Address
- 514 Glover Street SE Marietta, Georgia, 30060-2750 United States
- Coordinates: 33°56′19″N 84°32′16″W﻿ / ﻿33.938658°N 84.537803°W^{[failed verification]}

District information
- Motto: "One Team, One Goal, Student Success"
- Grades: Pre-kindergarten – 12
- Superintendent: Chris Ragsdale
- Accreditations: Southern Association of Colleges and Schools; Georgia Accrediting Commission;
- Schools: 110
- Budget: US$1.8 billion (2024–25)
- NCES District ID: 1301290

Students and staff
- Students: 106,970 Minority Enrollment 70% 34% White 30% Black 24% Latino/Hispanic 5.8% Asian 4.8% 2 or more ethnicities
- Teachers: 7,408.10 (FTE) (2022–23)
- Staff: 6,187.60 (FTE) (2022–23)
- Student–teacher ratio: 14.40 (2022–23)

Other information
- Website: cobbk12.org

= Cobb County School District =

School district in Marietta, Georgia, United States

The Cobb County School District (CCSD) is the school district which operates public schools in Cobb County, Georgia, United States. The school district includes all of Cobb County except for the Marietta City Schools, though a number of schools in unincorporated parts of the county have Marietta addresses. It is the second-largest school system in Georgia (behind only Gwinnett County Public Schools) and 23rd largest in the United States. The district is the county's largest employer and one of the largest in the US (at least in school systems). All Cobb County schools are accredited by Cognia (education), and the district is among the first to have earned district-wide accreditation. The superintendent of the school district is Chris Ragsdale.

==Board of education==
As a body created under provisions of the Georgia's constitution, the Cobb County Board of Education has full authority to control and manage the public schools within the county, excluding any independent school system. This means that like other school systems in the state, it is directly under the Georgia Department of Education and not subject to city or county government control. This also means that it has separate funding through its own property tax (except on senior citizens) outside of Marietta city limits, and 1% county-wide sales tax which it splits with Marietta City Schools based on which jurisdiction it was collected in.

Entries from a pointing dataset:

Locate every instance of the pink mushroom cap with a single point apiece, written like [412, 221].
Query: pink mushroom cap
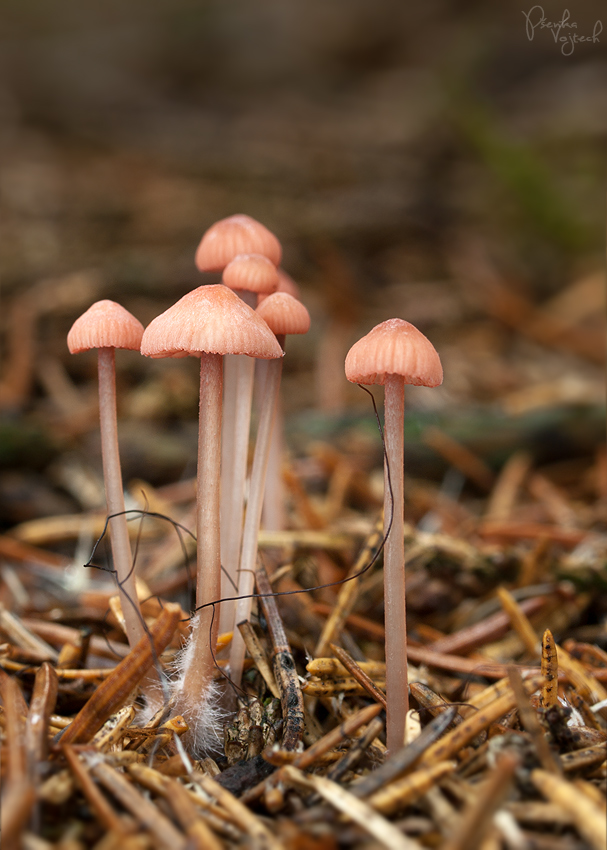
[285, 284]
[209, 319]
[105, 325]
[394, 347]
[251, 272]
[238, 234]
[284, 314]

Prompt A
Answer these questions from the Cobb County School District article:
(i) Who is the superintendent of the district?
(ii) How many schools does the district have?
(iii) What sales tax does the board split with Marietta City Schools, and on what basis?
Prompt B
Summarize the Cobb County School District article in two sentences.
Prompt C
Write the next part of the Cobb County School District article, continuing after its last sentence.

Task output A
(i) Chris Ragsdale.
(ii) 110.
(iii) It splits a 1% county-wide sales tax with Marietta City Schools based on the jurisdiction where the tax was collected.

Task output B
The Cobb County School District operates the public schools in all of Cobb County, Georgia, except for the Marietta City Schools. It is the second-largest school system in Georgia and the county's largest employer, and its board of education answers directly to the Georgia Department of Education rather than to city or county government and has its own property and sales tax funding.

Task output C
As of August 2024, the elected board members of the Cobb County Board of Education of the Cobb County School District are:

- Randy Scamihorn (Post 1, Chair)
- Becky Sayler (Post 2)
- Leroy Tre' Hutchins (Post 3)
- David Chastain (Post 4)
- David Banks (Post 5)
- Nichelle Davis (Post 6)
- Brad Wheeler (Post 7, Vice Chair)

The board gave management of fiscal year 2025 general-fund operating budget of approximately $1.8 billion to Superintendent Ragsdale for most transactions under $200,000.

== Controversies ==
In recent years, the Superintendent has been granted authority to manage most of the district outside of the board's purview or approval.

On August 16, 2024, Ragsdale banned 13 more books.

On July 19, 2024, Ragsdale revealed a list of books banned since August 2023. It was also reported that he lashed out at The Marietta Daily-Journal for publishing information about his bans. The list focuses heavily on race, LGTBQIA+ topics and authors, and other topics Ragsdale deems "divisive" based on his interpretation of HB 1084 and SB 226.

June 14, 2024 students and alumni announce joining the federal discrimination lawsuit against Cobb County School District, et al.

On May 14, 2024, the National Women's Law Center (NWLC) filed two complaints against the Cobb County School District for violations of Title IX of the Education Amendments of 1972 and Title VI of the Civil Rights Act of 1964. Ragsdale has previously responded that his bans are simply removals to protect children.

On February 13, 2024, Katie Rinderle and other educators file a lawsuit against the Cobb County School District for discrimination.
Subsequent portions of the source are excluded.